Dataset rows on where objects appear
## start
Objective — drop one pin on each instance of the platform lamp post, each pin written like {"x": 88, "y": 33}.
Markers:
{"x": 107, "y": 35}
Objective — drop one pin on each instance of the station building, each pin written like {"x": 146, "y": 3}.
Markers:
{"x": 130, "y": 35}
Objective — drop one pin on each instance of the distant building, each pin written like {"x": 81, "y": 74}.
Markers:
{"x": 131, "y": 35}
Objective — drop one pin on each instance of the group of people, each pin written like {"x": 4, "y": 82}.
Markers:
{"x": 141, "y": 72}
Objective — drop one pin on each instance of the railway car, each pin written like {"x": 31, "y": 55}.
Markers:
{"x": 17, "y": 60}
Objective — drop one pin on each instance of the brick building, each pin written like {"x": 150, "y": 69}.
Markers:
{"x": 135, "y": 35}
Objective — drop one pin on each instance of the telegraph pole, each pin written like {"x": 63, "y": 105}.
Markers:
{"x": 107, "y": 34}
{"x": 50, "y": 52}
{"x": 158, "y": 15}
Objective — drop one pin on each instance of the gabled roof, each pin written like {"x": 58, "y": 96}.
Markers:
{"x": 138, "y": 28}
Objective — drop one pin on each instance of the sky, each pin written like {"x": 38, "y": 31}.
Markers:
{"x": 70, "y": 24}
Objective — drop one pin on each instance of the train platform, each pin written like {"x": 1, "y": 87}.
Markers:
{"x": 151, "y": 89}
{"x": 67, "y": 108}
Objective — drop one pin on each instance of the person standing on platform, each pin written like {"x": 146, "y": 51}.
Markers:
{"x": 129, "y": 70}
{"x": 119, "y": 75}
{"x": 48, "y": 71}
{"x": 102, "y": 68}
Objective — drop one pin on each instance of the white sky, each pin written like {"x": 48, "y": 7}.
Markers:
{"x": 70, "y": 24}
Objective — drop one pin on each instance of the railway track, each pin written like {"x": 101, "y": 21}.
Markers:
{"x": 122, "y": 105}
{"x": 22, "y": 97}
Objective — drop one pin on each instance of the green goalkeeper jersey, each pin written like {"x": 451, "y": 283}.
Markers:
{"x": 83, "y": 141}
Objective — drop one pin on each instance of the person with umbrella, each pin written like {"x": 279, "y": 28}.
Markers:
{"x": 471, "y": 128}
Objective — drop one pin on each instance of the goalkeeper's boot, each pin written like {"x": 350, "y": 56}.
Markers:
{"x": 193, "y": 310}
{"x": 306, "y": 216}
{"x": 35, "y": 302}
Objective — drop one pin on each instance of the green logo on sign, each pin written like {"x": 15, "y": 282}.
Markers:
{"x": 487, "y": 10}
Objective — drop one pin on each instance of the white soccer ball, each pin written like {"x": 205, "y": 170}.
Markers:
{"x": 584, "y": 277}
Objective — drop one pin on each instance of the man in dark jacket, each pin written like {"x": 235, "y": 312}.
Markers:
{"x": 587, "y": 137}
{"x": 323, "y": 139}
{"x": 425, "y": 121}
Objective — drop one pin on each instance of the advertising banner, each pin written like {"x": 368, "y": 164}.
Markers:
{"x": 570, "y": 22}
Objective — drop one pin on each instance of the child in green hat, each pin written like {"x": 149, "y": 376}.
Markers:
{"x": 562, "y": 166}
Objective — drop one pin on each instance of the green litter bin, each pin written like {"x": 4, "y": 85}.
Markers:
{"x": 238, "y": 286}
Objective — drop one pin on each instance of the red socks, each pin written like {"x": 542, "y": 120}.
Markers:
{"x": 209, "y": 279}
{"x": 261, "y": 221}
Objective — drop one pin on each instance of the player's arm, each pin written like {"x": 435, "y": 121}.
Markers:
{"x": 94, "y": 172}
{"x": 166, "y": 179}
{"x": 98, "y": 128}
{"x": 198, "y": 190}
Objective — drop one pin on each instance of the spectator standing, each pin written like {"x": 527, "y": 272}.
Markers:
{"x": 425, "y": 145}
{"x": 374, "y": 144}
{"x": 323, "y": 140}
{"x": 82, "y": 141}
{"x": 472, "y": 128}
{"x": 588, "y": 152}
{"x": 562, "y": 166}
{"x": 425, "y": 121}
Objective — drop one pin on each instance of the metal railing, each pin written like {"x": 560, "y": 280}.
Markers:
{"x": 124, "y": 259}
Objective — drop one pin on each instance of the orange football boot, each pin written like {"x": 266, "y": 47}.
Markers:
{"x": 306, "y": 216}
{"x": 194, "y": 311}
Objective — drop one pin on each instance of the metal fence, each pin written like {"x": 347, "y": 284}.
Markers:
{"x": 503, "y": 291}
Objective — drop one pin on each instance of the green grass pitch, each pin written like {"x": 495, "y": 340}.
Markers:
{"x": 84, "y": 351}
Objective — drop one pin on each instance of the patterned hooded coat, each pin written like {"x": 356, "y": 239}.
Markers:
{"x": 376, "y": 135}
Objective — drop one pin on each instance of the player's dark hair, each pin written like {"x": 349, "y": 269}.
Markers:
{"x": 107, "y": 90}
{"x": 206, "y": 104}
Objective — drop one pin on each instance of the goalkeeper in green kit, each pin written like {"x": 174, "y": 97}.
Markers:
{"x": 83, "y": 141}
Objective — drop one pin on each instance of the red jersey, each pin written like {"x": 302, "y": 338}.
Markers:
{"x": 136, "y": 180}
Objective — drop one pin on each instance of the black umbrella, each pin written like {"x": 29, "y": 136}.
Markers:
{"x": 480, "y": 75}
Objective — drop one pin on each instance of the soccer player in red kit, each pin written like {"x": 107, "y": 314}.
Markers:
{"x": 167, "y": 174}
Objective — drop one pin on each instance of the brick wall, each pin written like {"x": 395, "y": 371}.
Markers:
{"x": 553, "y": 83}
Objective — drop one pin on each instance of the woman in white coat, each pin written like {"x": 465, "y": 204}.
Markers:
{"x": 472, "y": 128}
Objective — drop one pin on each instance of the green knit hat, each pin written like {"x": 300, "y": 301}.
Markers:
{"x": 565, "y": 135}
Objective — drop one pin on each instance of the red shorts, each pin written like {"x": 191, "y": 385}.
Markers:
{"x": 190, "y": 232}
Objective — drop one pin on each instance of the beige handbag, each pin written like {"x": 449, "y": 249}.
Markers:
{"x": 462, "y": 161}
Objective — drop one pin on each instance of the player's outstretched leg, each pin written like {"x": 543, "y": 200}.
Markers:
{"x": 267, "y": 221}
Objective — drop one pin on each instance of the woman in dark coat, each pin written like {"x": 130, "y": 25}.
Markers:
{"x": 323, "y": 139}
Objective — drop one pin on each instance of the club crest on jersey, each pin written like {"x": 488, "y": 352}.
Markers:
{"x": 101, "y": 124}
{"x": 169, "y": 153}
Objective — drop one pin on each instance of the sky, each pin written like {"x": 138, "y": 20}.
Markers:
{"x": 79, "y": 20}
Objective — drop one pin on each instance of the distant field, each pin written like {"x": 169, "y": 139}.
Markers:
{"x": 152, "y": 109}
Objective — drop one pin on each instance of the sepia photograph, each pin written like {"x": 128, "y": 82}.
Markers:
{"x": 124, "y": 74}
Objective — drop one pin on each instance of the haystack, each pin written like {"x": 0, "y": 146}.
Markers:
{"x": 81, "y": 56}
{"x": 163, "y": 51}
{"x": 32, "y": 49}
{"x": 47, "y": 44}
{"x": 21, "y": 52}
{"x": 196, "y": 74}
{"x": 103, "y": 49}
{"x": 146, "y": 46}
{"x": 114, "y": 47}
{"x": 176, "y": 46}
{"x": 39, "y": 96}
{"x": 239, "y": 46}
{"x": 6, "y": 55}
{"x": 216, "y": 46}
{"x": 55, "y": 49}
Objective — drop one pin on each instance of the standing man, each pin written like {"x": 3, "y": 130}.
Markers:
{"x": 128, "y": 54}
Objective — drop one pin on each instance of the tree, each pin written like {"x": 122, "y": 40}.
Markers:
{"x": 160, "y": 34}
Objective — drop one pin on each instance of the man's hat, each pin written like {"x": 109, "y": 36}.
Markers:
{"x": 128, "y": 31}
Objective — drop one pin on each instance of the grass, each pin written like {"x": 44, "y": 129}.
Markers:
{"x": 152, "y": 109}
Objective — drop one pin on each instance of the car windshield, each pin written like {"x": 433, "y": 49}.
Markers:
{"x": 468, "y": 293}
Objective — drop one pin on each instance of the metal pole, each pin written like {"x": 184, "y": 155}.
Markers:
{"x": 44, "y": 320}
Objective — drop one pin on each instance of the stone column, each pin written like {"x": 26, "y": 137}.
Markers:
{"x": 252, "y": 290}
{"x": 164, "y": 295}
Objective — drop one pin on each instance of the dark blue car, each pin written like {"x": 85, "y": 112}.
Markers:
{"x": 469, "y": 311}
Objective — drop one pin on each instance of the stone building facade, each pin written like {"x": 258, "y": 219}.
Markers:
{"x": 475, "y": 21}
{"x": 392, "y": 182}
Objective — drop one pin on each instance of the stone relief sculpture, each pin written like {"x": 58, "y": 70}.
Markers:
## end
> **Given exercise**
From the line that contains "Objective — drop one pin on each instance of the man's" to the last line of the material above, repeat every line exactly, keeping both the first and the last.

> **Output for this task**
Objective — drop one pin on each instance of the man's hat, each pin written like {"x": 109, "y": 36}.
Markers:
{"x": 128, "y": 31}
Objective — drop one pin on each instance of the grass, each pin written like {"x": 44, "y": 129}.
Markers:
{"x": 152, "y": 109}
Objective — drop one pin on each instance of the car windshield, each pin written like {"x": 433, "y": 49}.
Markers:
{"x": 468, "y": 293}
Objective — drop one pin on each instance of the metal pole, each pin written like {"x": 184, "y": 155}.
Markers:
{"x": 44, "y": 320}
Objective — drop one pin on each instance of the stone column, each pin written like {"x": 26, "y": 137}.
Markers:
{"x": 252, "y": 290}
{"x": 164, "y": 295}
Objective — drop one pin on each instance of the dark blue car, each pin written like {"x": 85, "y": 112}.
Markers:
{"x": 469, "y": 311}
Objective — drop one pin on each instance of the stone building facade, each pin written like {"x": 258, "y": 219}.
Markers:
{"x": 475, "y": 21}
{"x": 392, "y": 182}
Objective — drop one pin on each instance of the stone relief sculpture, each pin written like {"x": 58, "y": 70}.
Markers:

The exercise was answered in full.